--- Data Enclosed Below ---

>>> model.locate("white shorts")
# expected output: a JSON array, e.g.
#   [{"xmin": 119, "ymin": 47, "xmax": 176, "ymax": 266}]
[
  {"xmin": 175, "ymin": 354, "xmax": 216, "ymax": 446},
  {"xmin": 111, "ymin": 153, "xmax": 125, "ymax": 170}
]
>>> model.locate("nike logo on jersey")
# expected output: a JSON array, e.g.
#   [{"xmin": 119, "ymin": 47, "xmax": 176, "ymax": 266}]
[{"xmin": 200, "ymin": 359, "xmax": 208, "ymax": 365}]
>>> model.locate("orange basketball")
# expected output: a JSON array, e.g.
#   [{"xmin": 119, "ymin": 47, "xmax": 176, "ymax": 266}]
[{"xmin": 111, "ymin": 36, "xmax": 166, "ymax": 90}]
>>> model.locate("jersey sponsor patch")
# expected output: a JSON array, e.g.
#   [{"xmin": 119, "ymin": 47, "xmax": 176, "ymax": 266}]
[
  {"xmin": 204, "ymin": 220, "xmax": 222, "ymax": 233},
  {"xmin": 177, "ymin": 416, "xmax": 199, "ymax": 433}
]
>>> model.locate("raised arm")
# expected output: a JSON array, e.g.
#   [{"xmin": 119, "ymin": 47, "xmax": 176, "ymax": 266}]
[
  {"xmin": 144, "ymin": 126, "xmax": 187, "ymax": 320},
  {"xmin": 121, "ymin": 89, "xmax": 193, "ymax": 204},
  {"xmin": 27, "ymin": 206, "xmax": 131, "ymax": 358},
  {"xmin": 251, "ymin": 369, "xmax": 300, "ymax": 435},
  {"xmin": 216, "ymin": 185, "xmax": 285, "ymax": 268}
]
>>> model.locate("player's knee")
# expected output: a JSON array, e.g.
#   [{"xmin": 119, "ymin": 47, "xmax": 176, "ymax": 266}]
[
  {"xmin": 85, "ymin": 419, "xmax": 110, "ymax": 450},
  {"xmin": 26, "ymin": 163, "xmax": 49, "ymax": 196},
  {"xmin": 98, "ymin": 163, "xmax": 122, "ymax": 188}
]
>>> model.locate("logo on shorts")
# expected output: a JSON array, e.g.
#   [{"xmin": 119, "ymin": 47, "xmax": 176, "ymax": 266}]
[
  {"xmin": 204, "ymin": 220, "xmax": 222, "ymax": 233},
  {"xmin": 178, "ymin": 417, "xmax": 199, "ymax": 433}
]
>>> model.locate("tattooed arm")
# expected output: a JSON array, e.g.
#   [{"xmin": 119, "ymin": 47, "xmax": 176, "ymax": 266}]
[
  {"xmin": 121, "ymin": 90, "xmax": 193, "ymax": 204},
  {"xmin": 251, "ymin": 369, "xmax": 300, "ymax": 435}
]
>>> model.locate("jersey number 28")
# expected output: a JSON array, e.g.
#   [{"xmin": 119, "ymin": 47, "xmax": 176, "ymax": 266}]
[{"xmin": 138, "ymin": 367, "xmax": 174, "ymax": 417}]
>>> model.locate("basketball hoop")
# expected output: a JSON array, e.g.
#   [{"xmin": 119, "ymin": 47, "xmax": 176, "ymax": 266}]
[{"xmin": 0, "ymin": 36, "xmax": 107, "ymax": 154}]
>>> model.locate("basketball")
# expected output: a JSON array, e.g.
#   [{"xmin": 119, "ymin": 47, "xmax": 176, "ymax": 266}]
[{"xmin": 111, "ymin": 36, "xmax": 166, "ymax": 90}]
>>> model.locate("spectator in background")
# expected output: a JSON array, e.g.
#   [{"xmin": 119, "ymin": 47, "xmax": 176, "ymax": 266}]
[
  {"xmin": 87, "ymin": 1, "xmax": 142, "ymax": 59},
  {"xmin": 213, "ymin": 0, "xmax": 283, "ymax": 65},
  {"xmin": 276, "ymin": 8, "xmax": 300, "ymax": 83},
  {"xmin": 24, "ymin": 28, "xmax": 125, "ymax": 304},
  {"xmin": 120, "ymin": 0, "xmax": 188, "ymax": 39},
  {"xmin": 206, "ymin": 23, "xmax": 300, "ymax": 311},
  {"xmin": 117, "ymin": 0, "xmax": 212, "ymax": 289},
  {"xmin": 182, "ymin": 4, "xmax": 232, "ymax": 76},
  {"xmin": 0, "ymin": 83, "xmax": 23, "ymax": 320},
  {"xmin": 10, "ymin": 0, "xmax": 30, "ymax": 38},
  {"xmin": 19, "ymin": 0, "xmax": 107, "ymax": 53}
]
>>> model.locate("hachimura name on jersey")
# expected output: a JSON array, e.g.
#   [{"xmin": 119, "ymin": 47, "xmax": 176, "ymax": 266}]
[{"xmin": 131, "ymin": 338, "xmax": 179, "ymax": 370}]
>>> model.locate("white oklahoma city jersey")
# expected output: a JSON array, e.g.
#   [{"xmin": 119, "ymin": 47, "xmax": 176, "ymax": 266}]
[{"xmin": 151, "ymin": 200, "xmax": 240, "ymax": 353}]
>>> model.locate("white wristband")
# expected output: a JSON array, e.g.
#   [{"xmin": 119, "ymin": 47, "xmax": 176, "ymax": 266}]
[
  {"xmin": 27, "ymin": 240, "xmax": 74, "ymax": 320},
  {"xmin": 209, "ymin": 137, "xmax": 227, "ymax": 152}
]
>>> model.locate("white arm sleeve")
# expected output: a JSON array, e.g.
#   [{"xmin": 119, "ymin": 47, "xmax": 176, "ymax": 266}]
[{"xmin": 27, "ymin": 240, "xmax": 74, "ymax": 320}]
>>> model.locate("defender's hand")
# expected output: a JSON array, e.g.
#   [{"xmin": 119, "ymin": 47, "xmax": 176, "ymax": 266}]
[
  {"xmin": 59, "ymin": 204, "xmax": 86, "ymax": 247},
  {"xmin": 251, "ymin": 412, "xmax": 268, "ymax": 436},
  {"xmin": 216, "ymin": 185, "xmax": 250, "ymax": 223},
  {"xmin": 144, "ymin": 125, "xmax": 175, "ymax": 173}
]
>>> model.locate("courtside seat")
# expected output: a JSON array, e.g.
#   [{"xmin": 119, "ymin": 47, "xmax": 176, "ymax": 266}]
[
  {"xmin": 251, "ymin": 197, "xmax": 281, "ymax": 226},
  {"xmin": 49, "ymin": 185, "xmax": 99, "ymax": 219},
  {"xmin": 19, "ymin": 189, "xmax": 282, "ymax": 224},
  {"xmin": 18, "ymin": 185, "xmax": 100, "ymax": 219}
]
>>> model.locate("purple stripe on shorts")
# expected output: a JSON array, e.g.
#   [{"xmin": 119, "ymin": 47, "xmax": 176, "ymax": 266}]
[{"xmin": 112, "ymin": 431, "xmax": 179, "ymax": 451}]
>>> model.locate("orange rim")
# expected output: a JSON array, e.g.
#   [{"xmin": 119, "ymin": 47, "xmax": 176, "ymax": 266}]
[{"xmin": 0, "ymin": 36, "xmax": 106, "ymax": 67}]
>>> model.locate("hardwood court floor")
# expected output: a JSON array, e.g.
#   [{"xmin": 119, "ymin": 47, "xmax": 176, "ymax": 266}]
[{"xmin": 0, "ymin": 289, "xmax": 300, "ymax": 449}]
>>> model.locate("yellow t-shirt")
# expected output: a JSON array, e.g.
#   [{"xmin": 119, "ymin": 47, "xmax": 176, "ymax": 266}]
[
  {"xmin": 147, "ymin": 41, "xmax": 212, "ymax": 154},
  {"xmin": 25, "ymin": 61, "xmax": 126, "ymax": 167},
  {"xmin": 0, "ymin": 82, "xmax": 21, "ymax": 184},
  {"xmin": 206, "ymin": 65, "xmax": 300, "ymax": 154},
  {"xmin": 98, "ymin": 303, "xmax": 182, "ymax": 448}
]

--- End of Enclosed Data ---

Start to finish, copy the records above with no differences.

■ **Worked solution**
>>> model.locate("white shorts")
# expected output: a JSON array, e.g.
#   [{"xmin": 119, "ymin": 47, "xmax": 176, "ymax": 266}]
[
  {"xmin": 175, "ymin": 354, "xmax": 216, "ymax": 446},
  {"xmin": 111, "ymin": 153, "xmax": 125, "ymax": 170}
]
>>> model.locate("nike logo on jersey")
# expected output: a JSON array, e.g.
#   [{"xmin": 119, "ymin": 47, "xmax": 176, "ymax": 266}]
[{"xmin": 200, "ymin": 359, "xmax": 208, "ymax": 365}]
>>> model.locate("orange basketball")
# expected output: a JSON array, e.g.
#   [{"xmin": 119, "ymin": 47, "xmax": 176, "ymax": 266}]
[{"xmin": 111, "ymin": 36, "xmax": 166, "ymax": 90}]
>>> model.locate("jersey sponsor patch")
# expected output: a JSON array, e.g.
#   [{"xmin": 119, "ymin": 47, "xmax": 176, "ymax": 266}]
[
  {"xmin": 204, "ymin": 220, "xmax": 222, "ymax": 233},
  {"xmin": 177, "ymin": 416, "xmax": 199, "ymax": 433}
]
>>> model.locate("raised arm")
# expected output: a JSON array, e.g.
#   [{"xmin": 119, "ymin": 47, "xmax": 176, "ymax": 266}]
[
  {"xmin": 144, "ymin": 126, "xmax": 187, "ymax": 320},
  {"xmin": 121, "ymin": 89, "xmax": 193, "ymax": 204},
  {"xmin": 27, "ymin": 206, "xmax": 131, "ymax": 358},
  {"xmin": 251, "ymin": 369, "xmax": 300, "ymax": 435},
  {"xmin": 216, "ymin": 185, "xmax": 285, "ymax": 268}
]
>>> model.locate("player's knee")
# expected output: a JSON array, e.g.
#   [{"xmin": 119, "ymin": 47, "xmax": 176, "ymax": 266}]
[
  {"xmin": 85, "ymin": 419, "xmax": 110, "ymax": 450},
  {"xmin": 26, "ymin": 163, "xmax": 49, "ymax": 196},
  {"xmin": 98, "ymin": 163, "xmax": 122, "ymax": 188}
]
>>> model.locate("logo on shorts")
# expected output: a JSON array, e.g.
#   [{"xmin": 119, "ymin": 47, "xmax": 176, "ymax": 266}]
[
  {"xmin": 204, "ymin": 220, "xmax": 222, "ymax": 233},
  {"xmin": 178, "ymin": 417, "xmax": 199, "ymax": 433}
]
>>> model.locate("tattooed arm")
# expected output: a JSON array, e.g.
#   [{"xmin": 119, "ymin": 47, "xmax": 176, "ymax": 266}]
[
  {"xmin": 121, "ymin": 90, "xmax": 193, "ymax": 204},
  {"xmin": 251, "ymin": 369, "xmax": 300, "ymax": 435}
]
>>> model.locate("jersey number 28")
# expected output: a JSON array, e.g.
#   [{"xmin": 119, "ymin": 47, "xmax": 176, "ymax": 266}]
[{"xmin": 138, "ymin": 367, "xmax": 174, "ymax": 417}]
>>> model.locate("basketball hoop")
# expected output: a JSON array, e.g.
#   [{"xmin": 119, "ymin": 47, "xmax": 176, "ymax": 266}]
[{"xmin": 0, "ymin": 36, "xmax": 107, "ymax": 154}]
>>> model.locate("basketball")
# expected output: a JSON array, e.g.
#   [{"xmin": 119, "ymin": 47, "xmax": 176, "ymax": 266}]
[{"xmin": 111, "ymin": 36, "xmax": 166, "ymax": 90}]
>>> model.locate("spectator in background")
# expected output: a JSON array, e.g.
#   [{"xmin": 119, "ymin": 47, "xmax": 176, "ymax": 266}]
[
  {"xmin": 87, "ymin": 1, "xmax": 142, "ymax": 59},
  {"xmin": 213, "ymin": 0, "xmax": 283, "ymax": 65},
  {"xmin": 276, "ymin": 8, "xmax": 300, "ymax": 83},
  {"xmin": 24, "ymin": 28, "xmax": 125, "ymax": 304},
  {"xmin": 120, "ymin": 0, "xmax": 188, "ymax": 39},
  {"xmin": 206, "ymin": 23, "xmax": 300, "ymax": 311},
  {"xmin": 117, "ymin": 0, "xmax": 212, "ymax": 289},
  {"xmin": 182, "ymin": 4, "xmax": 232, "ymax": 76},
  {"xmin": 0, "ymin": 83, "xmax": 23, "ymax": 320},
  {"xmin": 10, "ymin": 0, "xmax": 30, "ymax": 38},
  {"xmin": 19, "ymin": 0, "xmax": 107, "ymax": 53}
]
>>> model.locate("hachimura name on jersey")
# expected output: a JSON array, e.g.
#   [{"xmin": 119, "ymin": 47, "xmax": 176, "ymax": 266}]
[{"xmin": 131, "ymin": 338, "xmax": 179, "ymax": 370}]
>>> model.locate("white oklahoma city jersey")
# expected output: a JSON array, e.g.
#   [{"xmin": 119, "ymin": 47, "xmax": 176, "ymax": 266}]
[{"xmin": 151, "ymin": 200, "xmax": 240, "ymax": 353}]
>>> model.locate("white wristband")
# expected output: a JSON array, e.g.
#   [{"xmin": 119, "ymin": 47, "xmax": 176, "ymax": 266}]
[
  {"xmin": 27, "ymin": 240, "xmax": 74, "ymax": 320},
  {"xmin": 209, "ymin": 137, "xmax": 227, "ymax": 152}
]
>>> model.locate("white arm sleeve")
# expected output: a JSON array, e.g.
#   [{"xmin": 119, "ymin": 47, "xmax": 176, "ymax": 266}]
[{"xmin": 27, "ymin": 240, "xmax": 74, "ymax": 320}]
>>> model.locate("defender's hand")
# expected output: a JSON array, e.g.
#   [{"xmin": 119, "ymin": 47, "xmax": 176, "ymax": 266}]
[
  {"xmin": 59, "ymin": 204, "xmax": 86, "ymax": 247},
  {"xmin": 251, "ymin": 412, "xmax": 268, "ymax": 436},
  {"xmin": 216, "ymin": 185, "xmax": 250, "ymax": 223},
  {"xmin": 144, "ymin": 125, "xmax": 175, "ymax": 173}
]
>>> model.locate("courtside seat")
# expected output: a JSON array, e.g.
#   [{"xmin": 119, "ymin": 47, "xmax": 176, "ymax": 266}]
[
  {"xmin": 251, "ymin": 197, "xmax": 281, "ymax": 226},
  {"xmin": 49, "ymin": 185, "xmax": 99, "ymax": 219},
  {"xmin": 19, "ymin": 189, "xmax": 282, "ymax": 224},
  {"xmin": 18, "ymin": 185, "xmax": 100, "ymax": 219}
]
>>> model.locate("purple stripe on shorts")
# expected output: a JSON array, e.g.
#   [{"xmin": 119, "ymin": 47, "xmax": 176, "ymax": 266}]
[{"xmin": 112, "ymin": 431, "xmax": 179, "ymax": 451}]
>>> model.locate("orange rim")
# expected output: a JSON array, e.g.
#   [{"xmin": 119, "ymin": 47, "xmax": 176, "ymax": 266}]
[{"xmin": 0, "ymin": 36, "xmax": 106, "ymax": 67}]
>>> model.locate("hardwood court floor")
# expected output: a JSON array, e.g.
#   [{"xmin": 119, "ymin": 47, "xmax": 176, "ymax": 266}]
[{"xmin": 0, "ymin": 289, "xmax": 300, "ymax": 449}]
>>> model.locate("yellow t-shirt")
# expected output: a JSON array, e.g.
#   [{"xmin": 119, "ymin": 47, "xmax": 176, "ymax": 266}]
[
  {"xmin": 147, "ymin": 41, "xmax": 212, "ymax": 154},
  {"xmin": 25, "ymin": 61, "xmax": 126, "ymax": 167},
  {"xmin": 0, "ymin": 82, "xmax": 21, "ymax": 184},
  {"xmin": 206, "ymin": 65, "xmax": 300, "ymax": 154},
  {"xmin": 98, "ymin": 303, "xmax": 182, "ymax": 448}
]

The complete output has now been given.